Items listed in a dataset
----------------------------------------

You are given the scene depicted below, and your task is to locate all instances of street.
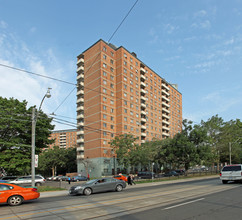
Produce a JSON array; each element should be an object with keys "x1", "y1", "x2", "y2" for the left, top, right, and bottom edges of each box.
[{"x1": 0, "y1": 177, "x2": 241, "y2": 220}]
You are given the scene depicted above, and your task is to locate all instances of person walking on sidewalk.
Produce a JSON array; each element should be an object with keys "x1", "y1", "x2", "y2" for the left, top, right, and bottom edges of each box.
[
  {"x1": 127, "y1": 174, "x2": 132, "y2": 185},
  {"x1": 131, "y1": 174, "x2": 136, "y2": 185},
  {"x1": 68, "y1": 176, "x2": 71, "y2": 184}
]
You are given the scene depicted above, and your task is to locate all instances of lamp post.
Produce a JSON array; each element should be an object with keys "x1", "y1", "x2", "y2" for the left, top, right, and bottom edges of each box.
[{"x1": 31, "y1": 88, "x2": 51, "y2": 187}]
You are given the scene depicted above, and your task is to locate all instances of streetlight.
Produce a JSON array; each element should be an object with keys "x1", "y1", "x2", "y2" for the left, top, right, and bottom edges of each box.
[
  {"x1": 229, "y1": 138, "x2": 240, "y2": 165},
  {"x1": 31, "y1": 88, "x2": 51, "y2": 187}
]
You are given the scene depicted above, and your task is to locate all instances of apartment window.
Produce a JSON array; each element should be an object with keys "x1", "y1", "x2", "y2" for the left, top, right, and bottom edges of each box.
[
  {"x1": 124, "y1": 68, "x2": 127, "y2": 73},
  {"x1": 130, "y1": 57, "x2": 133, "y2": 62},
  {"x1": 111, "y1": 108, "x2": 114, "y2": 113},
  {"x1": 130, "y1": 65, "x2": 133, "y2": 70},
  {"x1": 136, "y1": 98, "x2": 138, "y2": 103},
  {"x1": 103, "y1": 97, "x2": 107, "y2": 102},
  {"x1": 124, "y1": 92, "x2": 127, "y2": 97},
  {"x1": 130, "y1": 73, "x2": 133, "y2": 78},
  {"x1": 136, "y1": 76, "x2": 138, "y2": 81},
  {"x1": 103, "y1": 88, "x2": 107, "y2": 93},
  {"x1": 124, "y1": 109, "x2": 127, "y2": 113},
  {"x1": 111, "y1": 116, "x2": 114, "y2": 121},
  {"x1": 124, "y1": 61, "x2": 127, "y2": 66},
  {"x1": 130, "y1": 96, "x2": 133, "y2": 100},
  {"x1": 124, "y1": 100, "x2": 127, "y2": 105},
  {"x1": 103, "y1": 140, "x2": 107, "y2": 145},
  {"x1": 130, "y1": 111, "x2": 133, "y2": 116},
  {"x1": 110, "y1": 67, "x2": 114, "y2": 72},
  {"x1": 110, "y1": 75, "x2": 114, "y2": 80},
  {"x1": 103, "y1": 105, "x2": 107, "y2": 110},
  {"x1": 124, "y1": 117, "x2": 127, "y2": 122},
  {"x1": 103, "y1": 46, "x2": 107, "y2": 52},
  {"x1": 103, "y1": 71, "x2": 107, "y2": 76},
  {"x1": 130, "y1": 103, "x2": 133, "y2": 108},
  {"x1": 131, "y1": 119, "x2": 133, "y2": 123},
  {"x1": 110, "y1": 100, "x2": 114, "y2": 105},
  {"x1": 136, "y1": 61, "x2": 138, "y2": 66},
  {"x1": 111, "y1": 125, "x2": 114, "y2": 129},
  {"x1": 110, "y1": 59, "x2": 114, "y2": 64},
  {"x1": 124, "y1": 84, "x2": 127, "y2": 89},
  {"x1": 103, "y1": 63, "x2": 107, "y2": 68},
  {"x1": 103, "y1": 114, "x2": 107, "y2": 119},
  {"x1": 130, "y1": 88, "x2": 133, "y2": 92},
  {"x1": 110, "y1": 83, "x2": 114, "y2": 88},
  {"x1": 124, "y1": 125, "x2": 127, "y2": 130},
  {"x1": 103, "y1": 54, "x2": 107, "y2": 60},
  {"x1": 130, "y1": 80, "x2": 133, "y2": 85},
  {"x1": 136, "y1": 128, "x2": 139, "y2": 133},
  {"x1": 103, "y1": 131, "x2": 107, "y2": 136},
  {"x1": 131, "y1": 127, "x2": 134, "y2": 131},
  {"x1": 111, "y1": 51, "x2": 114, "y2": 56},
  {"x1": 103, "y1": 80, "x2": 107, "y2": 85},
  {"x1": 124, "y1": 76, "x2": 127, "y2": 81},
  {"x1": 103, "y1": 122, "x2": 107, "y2": 128},
  {"x1": 124, "y1": 53, "x2": 127, "y2": 58},
  {"x1": 136, "y1": 84, "x2": 138, "y2": 88},
  {"x1": 136, "y1": 113, "x2": 139, "y2": 118},
  {"x1": 111, "y1": 133, "x2": 114, "y2": 138},
  {"x1": 111, "y1": 92, "x2": 114, "y2": 97}
]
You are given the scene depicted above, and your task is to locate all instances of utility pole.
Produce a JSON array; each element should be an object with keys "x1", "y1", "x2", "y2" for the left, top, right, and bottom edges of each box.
[
  {"x1": 229, "y1": 142, "x2": 231, "y2": 165},
  {"x1": 31, "y1": 107, "x2": 36, "y2": 187}
]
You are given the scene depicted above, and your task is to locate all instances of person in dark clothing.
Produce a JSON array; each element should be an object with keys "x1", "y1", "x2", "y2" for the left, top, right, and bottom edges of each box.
[
  {"x1": 68, "y1": 176, "x2": 71, "y2": 184},
  {"x1": 127, "y1": 174, "x2": 132, "y2": 185}
]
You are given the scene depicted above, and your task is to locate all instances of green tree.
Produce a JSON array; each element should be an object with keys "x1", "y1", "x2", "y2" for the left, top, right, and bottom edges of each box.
[{"x1": 0, "y1": 97, "x2": 54, "y2": 175}]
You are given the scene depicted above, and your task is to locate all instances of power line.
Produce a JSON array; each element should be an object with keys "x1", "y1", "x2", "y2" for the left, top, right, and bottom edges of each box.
[
  {"x1": 0, "y1": 63, "x2": 76, "y2": 86},
  {"x1": 108, "y1": 0, "x2": 139, "y2": 43}
]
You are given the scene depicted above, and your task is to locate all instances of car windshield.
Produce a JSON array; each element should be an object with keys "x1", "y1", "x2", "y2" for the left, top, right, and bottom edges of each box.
[
  {"x1": 86, "y1": 179, "x2": 97, "y2": 184},
  {"x1": 222, "y1": 166, "x2": 241, "y2": 171}
]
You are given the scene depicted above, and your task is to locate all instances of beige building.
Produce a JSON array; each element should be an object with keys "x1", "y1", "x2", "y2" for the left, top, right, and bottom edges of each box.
[{"x1": 76, "y1": 39, "x2": 182, "y2": 177}]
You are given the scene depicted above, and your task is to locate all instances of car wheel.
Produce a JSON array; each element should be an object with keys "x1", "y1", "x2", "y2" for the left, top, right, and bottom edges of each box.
[
  {"x1": 83, "y1": 188, "x2": 92, "y2": 196},
  {"x1": 7, "y1": 195, "x2": 23, "y2": 206},
  {"x1": 222, "y1": 180, "x2": 228, "y2": 184},
  {"x1": 35, "y1": 182, "x2": 41, "y2": 186},
  {"x1": 116, "y1": 184, "x2": 123, "y2": 192}
]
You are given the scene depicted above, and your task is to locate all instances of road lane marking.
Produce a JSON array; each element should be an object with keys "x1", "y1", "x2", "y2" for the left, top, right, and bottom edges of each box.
[{"x1": 163, "y1": 198, "x2": 205, "y2": 210}]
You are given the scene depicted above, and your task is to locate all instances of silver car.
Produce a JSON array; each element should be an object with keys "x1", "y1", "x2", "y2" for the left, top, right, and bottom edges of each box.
[
  {"x1": 10, "y1": 175, "x2": 46, "y2": 186},
  {"x1": 69, "y1": 178, "x2": 126, "y2": 196}
]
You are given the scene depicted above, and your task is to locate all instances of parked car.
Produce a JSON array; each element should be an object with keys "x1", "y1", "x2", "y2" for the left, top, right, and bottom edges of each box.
[
  {"x1": 175, "y1": 169, "x2": 185, "y2": 175},
  {"x1": 10, "y1": 175, "x2": 46, "y2": 186},
  {"x1": 0, "y1": 176, "x2": 17, "y2": 181},
  {"x1": 56, "y1": 176, "x2": 69, "y2": 181},
  {"x1": 163, "y1": 171, "x2": 179, "y2": 177},
  {"x1": 69, "y1": 178, "x2": 126, "y2": 196},
  {"x1": 71, "y1": 176, "x2": 88, "y2": 182},
  {"x1": 220, "y1": 164, "x2": 242, "y2": 184},
  {"x1": 113, "y1": 174, "x2": 128, "y2": 182},
  {"x1": 0, "y1": 183, "x2": 40, "y2": 206},
  {"x1": 137, "y1": 171, "x2": 157, "y2": 179}
]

----------------------------------------

WHAT THIS TASK INVOLVES
Using the data above, repeat exactly the lines that begin at the line with "of lamp post." and end at the line with "of apartment window.", both ends included.

RESPONSE AREA
You are given the scene depicted above, and your task is to locate all instances of lamp post.
Produce a JSON array; each element should be an object with keys "x1", "y1", "x2", "y2" for the left, top, right, and bottom edges of each box.
[{"x1": 31, "y1": 88, "x2": 51, "y2": 187}]
You are given the scene depicted above, and your task is to locate all instances of streetlight.
Produce a JSON array; each element should be an object with keys "x1", "y1", "x2", "y2" for the left, top, right, and bottom edges of each box.
[
  {"x1": 229, "y1": 138, "x2": 240, "y2": 165},
  {"x1": 31, "y1": 88, "x2": 51, "y2": 187}
]
You are given the scene depicted above, and your task is to locate all instances of apartment window.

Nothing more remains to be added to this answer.